===== PASSAGE =====
In this tutorial, we’ll cover the basics of matrix algebra through manual calculations as well as by using functions available inside of R for working with matrices. The code presented should enable you to manipulate and calculate many different types of matrices, such as adjoined matrices, standardized score matrices, and deviation score matrices.
Additionally, we’ll use some simple example data to cover how to create correlation matrices and variance/covariance matrices. We’ll also use this data to calculate a regression through matrix algebra.
## [1] "R version 4.0.2 (2020-06-22)"
## Package Version
## psych 2.0.7
Making matrices is easy to do in R and doesn’t require any packages other than those that come with base R. We’ll start off by making two separate 2x2 matrices, A
and B
; matrix names are traditionally uppercase letters. Notice that R intuitively determines the matrix’s order based on the number of rows or columns specified - there’s no need to specify both rows and columns. Can you tell what happens when we specify byrow = TRUE
instead of the default byrow = FALSE
for matrix B
?
===== ENTRIES SUPPLIED =====
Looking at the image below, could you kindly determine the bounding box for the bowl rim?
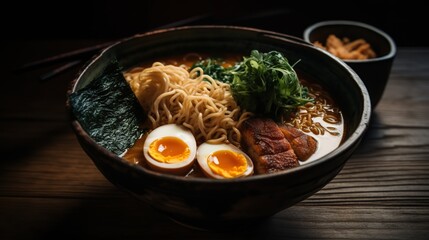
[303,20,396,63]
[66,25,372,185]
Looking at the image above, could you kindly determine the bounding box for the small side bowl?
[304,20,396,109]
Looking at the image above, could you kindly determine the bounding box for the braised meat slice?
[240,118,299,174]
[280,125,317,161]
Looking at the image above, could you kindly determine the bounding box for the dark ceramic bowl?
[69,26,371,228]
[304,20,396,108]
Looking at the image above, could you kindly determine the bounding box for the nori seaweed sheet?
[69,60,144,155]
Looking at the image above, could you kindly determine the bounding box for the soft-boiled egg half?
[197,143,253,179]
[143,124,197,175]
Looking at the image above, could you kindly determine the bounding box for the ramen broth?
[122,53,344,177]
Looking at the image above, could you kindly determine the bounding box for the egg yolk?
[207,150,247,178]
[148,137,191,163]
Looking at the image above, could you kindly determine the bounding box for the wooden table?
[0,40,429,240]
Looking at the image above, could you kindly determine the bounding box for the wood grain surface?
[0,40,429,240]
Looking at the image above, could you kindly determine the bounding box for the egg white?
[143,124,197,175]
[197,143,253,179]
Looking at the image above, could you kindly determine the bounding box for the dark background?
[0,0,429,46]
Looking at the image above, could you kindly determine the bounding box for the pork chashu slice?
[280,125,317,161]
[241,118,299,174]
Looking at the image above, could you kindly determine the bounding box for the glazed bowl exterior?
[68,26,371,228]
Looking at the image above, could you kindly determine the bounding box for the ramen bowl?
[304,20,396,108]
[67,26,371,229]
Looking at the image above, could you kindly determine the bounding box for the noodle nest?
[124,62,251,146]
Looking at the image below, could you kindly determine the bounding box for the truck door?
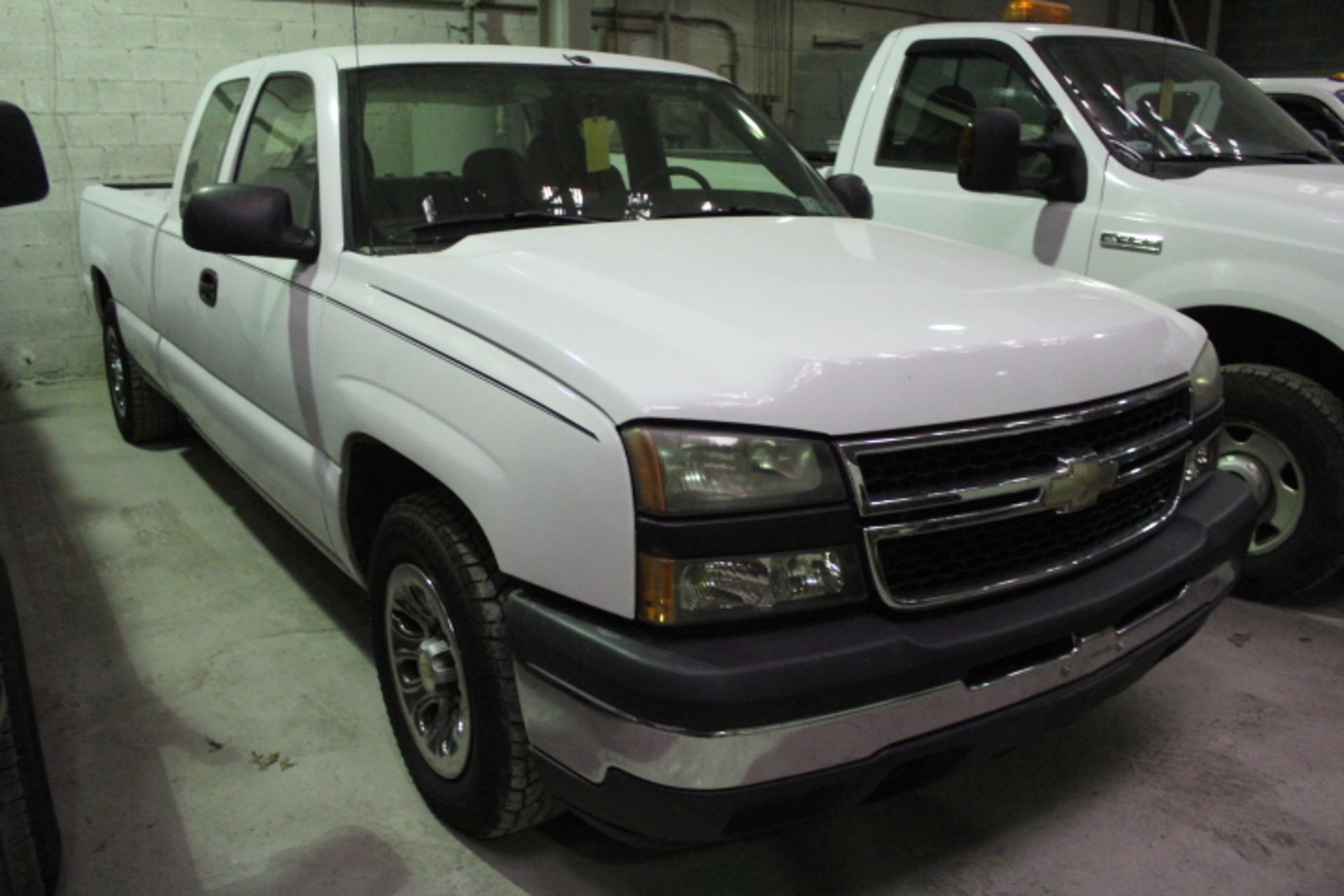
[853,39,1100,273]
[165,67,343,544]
=====
===== ENTRIES SUPPLIED =====
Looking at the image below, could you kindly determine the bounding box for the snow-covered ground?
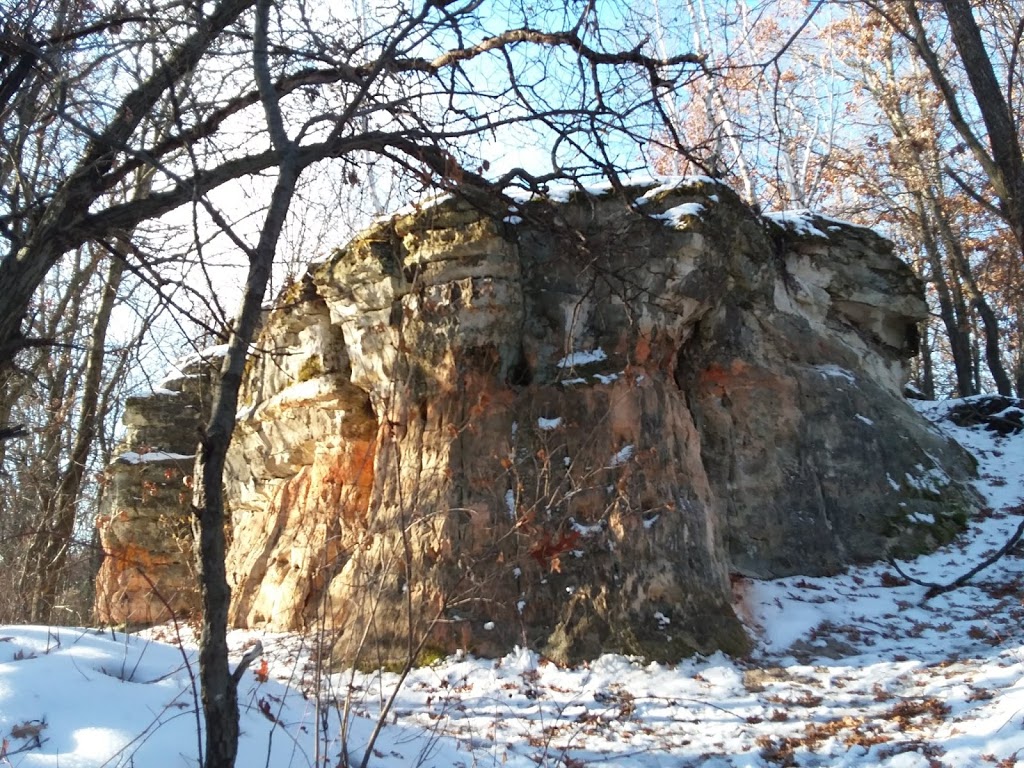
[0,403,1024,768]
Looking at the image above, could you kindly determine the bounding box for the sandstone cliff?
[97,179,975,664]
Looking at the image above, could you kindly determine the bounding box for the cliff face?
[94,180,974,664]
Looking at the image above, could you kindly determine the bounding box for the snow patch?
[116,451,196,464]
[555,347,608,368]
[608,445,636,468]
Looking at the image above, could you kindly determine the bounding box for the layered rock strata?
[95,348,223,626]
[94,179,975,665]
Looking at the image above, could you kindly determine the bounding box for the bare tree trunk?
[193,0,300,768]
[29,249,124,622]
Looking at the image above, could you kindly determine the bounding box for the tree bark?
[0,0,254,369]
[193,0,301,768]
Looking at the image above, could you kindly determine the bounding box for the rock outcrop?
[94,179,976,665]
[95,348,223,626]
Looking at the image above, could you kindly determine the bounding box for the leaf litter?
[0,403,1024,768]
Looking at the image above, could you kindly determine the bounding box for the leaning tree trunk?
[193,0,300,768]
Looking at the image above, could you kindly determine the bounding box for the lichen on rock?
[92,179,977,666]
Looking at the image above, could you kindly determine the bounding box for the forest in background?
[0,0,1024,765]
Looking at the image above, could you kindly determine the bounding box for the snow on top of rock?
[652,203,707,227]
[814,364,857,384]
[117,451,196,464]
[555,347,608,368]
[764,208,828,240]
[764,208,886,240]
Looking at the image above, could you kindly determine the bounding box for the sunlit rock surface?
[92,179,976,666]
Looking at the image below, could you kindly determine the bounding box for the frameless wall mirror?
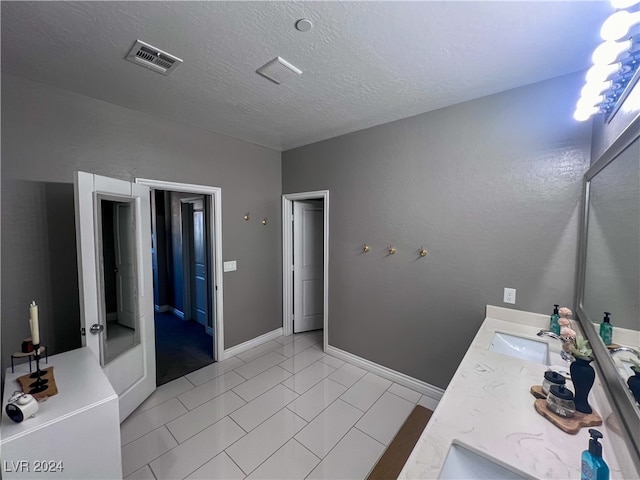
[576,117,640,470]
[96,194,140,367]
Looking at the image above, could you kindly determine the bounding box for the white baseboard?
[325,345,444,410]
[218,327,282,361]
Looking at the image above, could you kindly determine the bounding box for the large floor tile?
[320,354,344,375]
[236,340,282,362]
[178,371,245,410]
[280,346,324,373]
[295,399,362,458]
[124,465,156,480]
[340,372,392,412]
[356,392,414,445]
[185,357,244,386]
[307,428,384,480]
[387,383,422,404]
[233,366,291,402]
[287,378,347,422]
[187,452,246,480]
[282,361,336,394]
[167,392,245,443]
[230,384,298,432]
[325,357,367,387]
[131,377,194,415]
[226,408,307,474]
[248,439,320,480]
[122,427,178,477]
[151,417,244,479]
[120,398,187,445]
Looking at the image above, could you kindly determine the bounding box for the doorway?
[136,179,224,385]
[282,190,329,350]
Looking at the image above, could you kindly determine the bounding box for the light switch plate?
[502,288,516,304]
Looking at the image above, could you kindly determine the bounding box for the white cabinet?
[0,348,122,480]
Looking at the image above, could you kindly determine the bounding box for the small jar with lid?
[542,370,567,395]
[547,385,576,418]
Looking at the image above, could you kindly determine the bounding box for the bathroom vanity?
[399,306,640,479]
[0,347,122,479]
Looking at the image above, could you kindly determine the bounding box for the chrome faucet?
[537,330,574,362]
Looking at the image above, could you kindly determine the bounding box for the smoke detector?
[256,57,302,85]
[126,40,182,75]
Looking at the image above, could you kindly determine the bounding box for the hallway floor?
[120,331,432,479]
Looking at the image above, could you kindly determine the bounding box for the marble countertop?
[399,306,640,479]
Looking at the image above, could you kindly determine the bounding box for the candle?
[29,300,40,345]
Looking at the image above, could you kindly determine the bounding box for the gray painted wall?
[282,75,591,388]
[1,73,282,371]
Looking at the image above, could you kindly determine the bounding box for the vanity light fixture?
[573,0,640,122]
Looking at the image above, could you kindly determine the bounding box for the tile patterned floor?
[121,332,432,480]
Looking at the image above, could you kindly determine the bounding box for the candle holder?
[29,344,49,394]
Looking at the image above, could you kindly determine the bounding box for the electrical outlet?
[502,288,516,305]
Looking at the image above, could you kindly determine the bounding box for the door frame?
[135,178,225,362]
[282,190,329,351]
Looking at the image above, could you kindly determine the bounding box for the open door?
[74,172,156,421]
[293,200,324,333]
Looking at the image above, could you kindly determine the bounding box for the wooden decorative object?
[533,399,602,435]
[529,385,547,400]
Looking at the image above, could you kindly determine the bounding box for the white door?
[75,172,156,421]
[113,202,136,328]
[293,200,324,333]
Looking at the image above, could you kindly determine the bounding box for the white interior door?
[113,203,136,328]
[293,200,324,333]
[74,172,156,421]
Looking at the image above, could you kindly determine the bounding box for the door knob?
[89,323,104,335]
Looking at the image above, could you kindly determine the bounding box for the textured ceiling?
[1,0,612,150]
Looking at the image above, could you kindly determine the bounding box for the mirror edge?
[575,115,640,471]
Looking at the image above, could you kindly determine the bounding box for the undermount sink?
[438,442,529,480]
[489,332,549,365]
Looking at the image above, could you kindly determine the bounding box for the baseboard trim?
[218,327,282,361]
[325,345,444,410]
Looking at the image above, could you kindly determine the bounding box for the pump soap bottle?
=====
## PROBLEM:
Transcribe everything from "In this tutorial, we’ll" down to "through matrix algebra." in the R matrix tutorial above.

## RESULT OF THE TASK:
In this tutorial, we’ll cover the basics of matrix algebra through manual calculations as well as by using functions available inside of R for working with matrices. The code presented should enable you to manipulate and calculate many different types of matrices, such as adjoined matrices, standardized score matrices, and deviation score matrices.
Additionally, we’ll use some simple example data to cover how to create correlation matrices and variance/covariance matrices. We’ll also use this data to calculate a regression through matrix algebra.